■ What the exercise asks ■
Write out every line of the rows below as a numbered list, skipping blank lines and leaving out the pictures.

■ Material for the task ■

● ● ● ● ● ● ●

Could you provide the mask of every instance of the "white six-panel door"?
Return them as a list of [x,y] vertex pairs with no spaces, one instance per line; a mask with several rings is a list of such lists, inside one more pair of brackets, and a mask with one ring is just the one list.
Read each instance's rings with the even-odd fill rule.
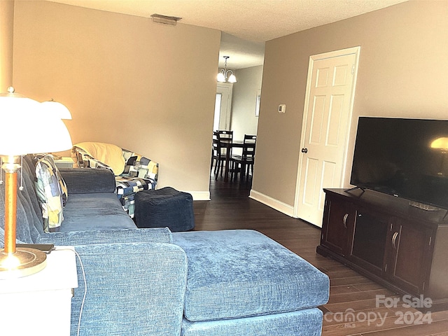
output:
[[359,51],[310,57],[294,213],[319,227],[323,188],[342,187]]

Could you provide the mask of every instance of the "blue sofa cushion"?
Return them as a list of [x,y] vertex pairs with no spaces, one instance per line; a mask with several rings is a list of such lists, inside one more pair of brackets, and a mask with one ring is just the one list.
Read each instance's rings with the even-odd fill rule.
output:
[[251,230],[174,232],[188,258],[185,317],[236,318],[315,307],[328,300],[328,277]]
[[64,218],[62,232],[136,228],[112,192],[71,194],[64,208]]
[[82,266],[77,260],[70,335],[181,335],[187,276],[181,248],[125,243],[80,245],[75,250]]
[[190,322],[184,318],[181,336],[321,336],[318,308],[228,320]]
[[69,232],[50,232],[41,234],[36,244],[54,244],[59,246],[92,245],[106,243],[167,243],[173,241],[171,231],[167,227],[150,229],[120,229]]

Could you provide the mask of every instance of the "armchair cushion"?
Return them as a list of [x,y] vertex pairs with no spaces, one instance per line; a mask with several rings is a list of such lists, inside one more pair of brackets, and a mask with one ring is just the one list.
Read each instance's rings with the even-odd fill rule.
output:
[[43,230],[46,232],[58,231],[64,220],[62,209],[67,200],[67,188],[52,155],[46,155],[38,159],[36,178],[37,198],[42,207]]
[[[112,144],[102,142],[81,142],[76,144],[76,147],[83,150],[90,157],[88,167],[97,168],[105,164],[109,167],[115,175],[120,175],[125,169],[125,158],[122,149]],[[84,160],[83,160],[84,161]]]
[[[159,164],[136,153],[120,148],[125,162],[124,168],[114,170],[108,165],[111,164],[108,161],[110,159],[108,158],[108,161],[105,158],[100,159],[109,155],[107,153],[108,148],[116,147],[115,145],[111,147],[107,145],[109,144],[97,142],[77,144],[72,148],[72,157],[78,167],[106,168],[113,171],[115,178],[117,197],[125,211],[133,218],[135,209],[134,196],[139,191],[155,189]],[[111,151],[110,154],[116,155],[115,149]],[[106,153],[98,153],[101,150]],[[102,162],[102,160],[104,161]]]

● ● ● ● ● ● ●

■ Solution to the exercise ■
1. Could you provide the mask of every instance of the "white six-panel door"?
2. Return them as a list of [x,y] vertex pairs with no spaces, one instance per line; a mask with several rings is a list of such lists, inside one more pair of brackets, and a mask with one ring is just the one list.
3. Read each instance's rings with the even-odd fill rule.
4. output:
5. [[359,51],[310,57],[294,213],[319,227],[323,188],[342,187]]
6. Could you provide the mask of every instance of the "blue sofa cushion"?
7. Return them as a list of [x,y] vertex pairs with no spaces, one instance per line; a mask with several rings is a list of such lists, inside one more pair of brackets, and a mask with one ring is just the one list.
8. Read each instance's rings with the even-odd fill rule.
9. output:
10. [[251,230],[174,232],[188,258],[185,317],[236,318],[315,307],[328,300],[328,277]]
11. [[64,218],[62,232],[136,228],[112,192],[71,194],[64,208]]
12. [[82,266],[77,260],[70,335],[181,335],[187,276],[181,248],[125,243],[80,245],[75,250]]
13. [[190,322],[184,318],[181,336],[321,336],[318,308],[228,320]]
14. [[69,232],[50,232],[41,234],[36,244],[54,244],[59,246],[92,245],[106,243],[167,243],[173,241],[171,231],[167,227],[150,229],[120,229]]
15. Could you provide the mask of every instance of the "armchair cushion"?
16. Return them as a list of [x,y] vertex pairs with no spaces, one instance per line; a mask with several rings is a list of such lists, inside one more pair of brackets, and a mask with one ring is just the one list.
17. Read each instance's rings with the even-odd fill rule.
18. output:
19. [[43,230],[46,232],[58,231],[64,220],[62,209],[67,200],[67,188],[52,155],[46,155],[38,159],[36,178],[37,198],[42,207]]
20. [[[112,144],[102,142],[81,142],[76,144],[76,147],[83,150],[90,157],[88,167],[97,168],[105,164],[109,167],[115,175],[120,175],[125,169],[125,158],[122,149]],[[84,160],[83,160],[84,161]]]
21. [[[159,164],[136,153],[120,148],[125,162],[124,168],[114,170],[108,165],[111,164],[108,161],[110,159],[108,158],[108,161],[105,158],[100,159],[109,155],[107,153],[108,148],[116,147],[115,145],[111,147],[107,145],[109,144],[97,142],[77,144],[72,148],[72,157],[78,167],[106,168],[113,171],[115,178],[117,197],[125,211],[133,218],[135,209],[134,196],[139,191],[155,189]],[[111,151],[110,154],[116,155],[115,149]],[[106,153],[98,153],[101,150]],[[102,162],[102,160],[104,161]]]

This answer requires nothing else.